-- Activity --
Answer these from the Michael Burleigh profile:
1. Which book won him the Samuel Johnson prize?
2. At which two US universities did he hold visiting posts?
3. Where does he now go every Friday morning?

-- Supplied passage --
Michael Burleigh: The reluctant guru

Historians in the News

Just over five years ago, Michael Burleigh did the unthinkable. He walked away from academia. No jumping, no pushing - just walking. With his career on a high after winning the Samuel Johnson prize for The Third Reich: A New History, and after more than two decades teaching at Oxford, the London School of Economics and Cardiff - not forgetting visiting posts at Rutgers and Stanford in the US - he decided to jack it all in.
"The crap had begun to take over," he laughs bleakly. "I had always promised myself I would never become the kind of academic who surrounded himself with cronies. Yet the more prominent you become, the more people tend to gravitate towards you, and you can become a guru-like figure to them, whether you want to or not. You take on postgraduates and PhD students, and then you try to help find them academic posts and you end up with clones in the institutional apparatus. And I just didn't want that.

"To be honest, I also didn't always find the company that congenial. There's a lot of bitchiness and envy among academics, and I had just had enough of the internal politics."

It wasn't easy giving up the financial security - "my wife still hasn't entirely forgiven me" - but he has no lingering regrets. He now has the freedom to go to Borough market every Friday morning, to go fishing and, most of all, to write and say what he likes.

-- Data section --
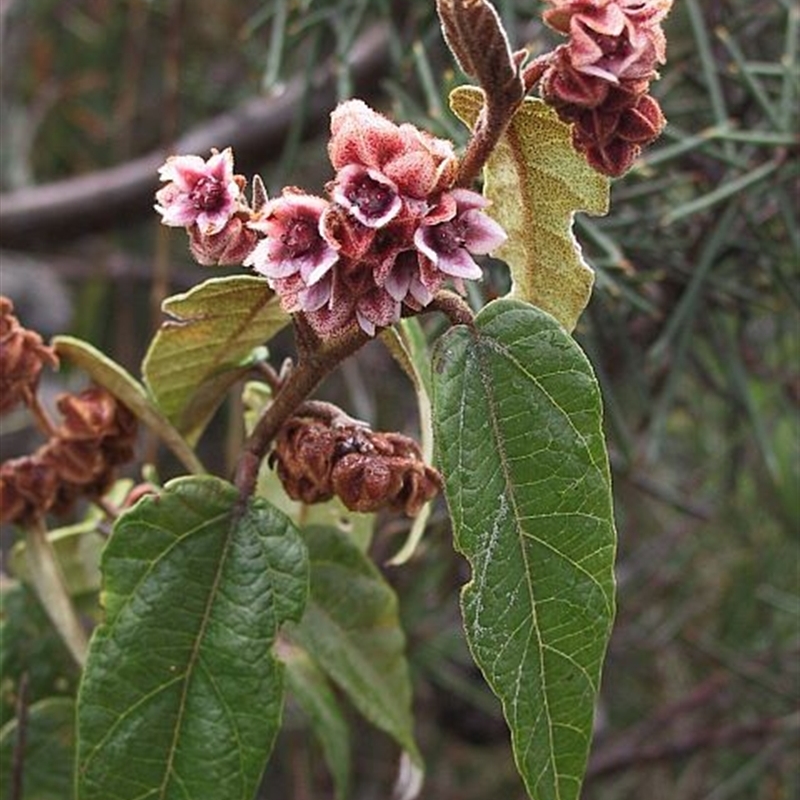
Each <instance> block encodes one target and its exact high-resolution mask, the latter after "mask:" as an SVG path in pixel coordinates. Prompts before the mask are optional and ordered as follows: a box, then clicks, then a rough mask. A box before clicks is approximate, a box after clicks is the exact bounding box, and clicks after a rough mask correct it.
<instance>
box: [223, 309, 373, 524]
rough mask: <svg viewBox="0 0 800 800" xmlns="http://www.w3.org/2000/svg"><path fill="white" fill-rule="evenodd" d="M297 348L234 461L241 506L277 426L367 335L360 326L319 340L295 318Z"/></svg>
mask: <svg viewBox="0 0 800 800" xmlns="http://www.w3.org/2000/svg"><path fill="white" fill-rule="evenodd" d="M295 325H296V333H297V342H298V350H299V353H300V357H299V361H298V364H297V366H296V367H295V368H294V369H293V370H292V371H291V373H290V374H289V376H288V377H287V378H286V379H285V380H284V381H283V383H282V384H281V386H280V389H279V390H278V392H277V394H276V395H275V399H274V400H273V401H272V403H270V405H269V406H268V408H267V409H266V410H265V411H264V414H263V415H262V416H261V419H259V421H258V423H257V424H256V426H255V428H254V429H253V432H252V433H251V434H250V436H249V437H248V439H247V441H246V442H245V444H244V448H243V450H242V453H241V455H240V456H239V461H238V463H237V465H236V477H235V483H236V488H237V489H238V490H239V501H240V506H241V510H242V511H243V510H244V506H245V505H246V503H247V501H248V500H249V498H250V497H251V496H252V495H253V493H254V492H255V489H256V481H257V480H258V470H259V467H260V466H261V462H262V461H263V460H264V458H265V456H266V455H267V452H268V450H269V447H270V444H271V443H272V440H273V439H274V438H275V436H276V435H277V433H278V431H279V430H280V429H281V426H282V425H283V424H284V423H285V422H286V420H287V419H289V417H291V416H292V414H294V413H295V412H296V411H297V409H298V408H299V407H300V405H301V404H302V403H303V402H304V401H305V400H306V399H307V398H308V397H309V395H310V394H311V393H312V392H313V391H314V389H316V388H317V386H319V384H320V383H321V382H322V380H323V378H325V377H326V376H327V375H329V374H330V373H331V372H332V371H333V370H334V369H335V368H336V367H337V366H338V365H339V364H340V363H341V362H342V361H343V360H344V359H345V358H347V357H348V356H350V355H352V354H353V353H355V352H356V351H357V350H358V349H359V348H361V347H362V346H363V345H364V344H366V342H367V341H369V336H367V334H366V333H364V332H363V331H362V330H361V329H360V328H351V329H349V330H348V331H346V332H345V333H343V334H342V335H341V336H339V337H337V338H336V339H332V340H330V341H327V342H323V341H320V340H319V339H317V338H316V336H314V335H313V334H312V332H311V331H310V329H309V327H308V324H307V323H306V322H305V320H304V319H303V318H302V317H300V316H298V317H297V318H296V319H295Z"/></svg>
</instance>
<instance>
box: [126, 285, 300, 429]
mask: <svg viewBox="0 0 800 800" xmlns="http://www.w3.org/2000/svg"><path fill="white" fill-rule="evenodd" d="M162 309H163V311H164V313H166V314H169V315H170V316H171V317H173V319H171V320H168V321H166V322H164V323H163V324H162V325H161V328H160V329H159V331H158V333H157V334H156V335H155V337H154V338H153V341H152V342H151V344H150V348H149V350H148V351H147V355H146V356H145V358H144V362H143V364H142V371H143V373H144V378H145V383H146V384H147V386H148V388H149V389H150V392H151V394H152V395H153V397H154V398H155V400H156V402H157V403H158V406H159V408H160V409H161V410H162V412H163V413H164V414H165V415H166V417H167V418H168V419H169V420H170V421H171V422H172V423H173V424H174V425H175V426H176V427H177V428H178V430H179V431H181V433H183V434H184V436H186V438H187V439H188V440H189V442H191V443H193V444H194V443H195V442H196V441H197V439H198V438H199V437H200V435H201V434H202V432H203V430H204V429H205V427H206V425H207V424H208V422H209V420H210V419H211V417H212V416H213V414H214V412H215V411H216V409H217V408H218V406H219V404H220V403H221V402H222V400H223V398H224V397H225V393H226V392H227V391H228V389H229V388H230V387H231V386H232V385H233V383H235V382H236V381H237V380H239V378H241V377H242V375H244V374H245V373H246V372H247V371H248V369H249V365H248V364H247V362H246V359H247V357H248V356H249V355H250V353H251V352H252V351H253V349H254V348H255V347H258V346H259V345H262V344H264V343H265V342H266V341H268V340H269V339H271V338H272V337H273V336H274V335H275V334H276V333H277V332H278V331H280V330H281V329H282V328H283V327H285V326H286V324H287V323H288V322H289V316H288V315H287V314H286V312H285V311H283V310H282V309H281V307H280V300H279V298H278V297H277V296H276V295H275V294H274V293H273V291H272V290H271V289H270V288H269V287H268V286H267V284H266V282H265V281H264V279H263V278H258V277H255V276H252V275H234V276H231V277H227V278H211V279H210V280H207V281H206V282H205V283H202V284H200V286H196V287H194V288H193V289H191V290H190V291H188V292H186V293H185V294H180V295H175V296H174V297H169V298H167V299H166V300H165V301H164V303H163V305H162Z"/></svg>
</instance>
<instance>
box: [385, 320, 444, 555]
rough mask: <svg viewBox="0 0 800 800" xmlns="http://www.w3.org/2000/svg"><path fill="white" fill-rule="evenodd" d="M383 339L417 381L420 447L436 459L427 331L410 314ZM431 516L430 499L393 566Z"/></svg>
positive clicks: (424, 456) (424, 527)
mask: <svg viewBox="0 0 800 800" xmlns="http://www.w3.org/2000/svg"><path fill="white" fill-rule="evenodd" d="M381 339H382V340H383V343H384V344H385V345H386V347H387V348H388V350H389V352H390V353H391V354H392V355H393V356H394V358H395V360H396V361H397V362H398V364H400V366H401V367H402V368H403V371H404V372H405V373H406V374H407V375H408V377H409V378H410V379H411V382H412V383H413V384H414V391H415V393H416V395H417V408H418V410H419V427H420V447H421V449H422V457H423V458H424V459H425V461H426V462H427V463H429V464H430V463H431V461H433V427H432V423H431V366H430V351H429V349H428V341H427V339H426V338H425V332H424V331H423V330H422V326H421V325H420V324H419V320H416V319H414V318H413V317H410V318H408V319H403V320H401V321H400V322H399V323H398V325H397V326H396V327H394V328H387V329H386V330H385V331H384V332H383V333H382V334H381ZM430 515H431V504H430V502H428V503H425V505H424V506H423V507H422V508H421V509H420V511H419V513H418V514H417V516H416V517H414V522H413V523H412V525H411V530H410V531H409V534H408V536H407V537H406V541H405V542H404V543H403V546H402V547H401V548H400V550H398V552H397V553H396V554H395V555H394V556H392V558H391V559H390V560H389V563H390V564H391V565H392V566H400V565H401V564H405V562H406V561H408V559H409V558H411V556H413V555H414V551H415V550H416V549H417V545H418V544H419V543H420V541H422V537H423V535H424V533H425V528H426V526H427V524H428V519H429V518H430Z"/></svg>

-- Reply --
1. The Third Reich: A New History
2. Rutgers and Stanford
3. Borough market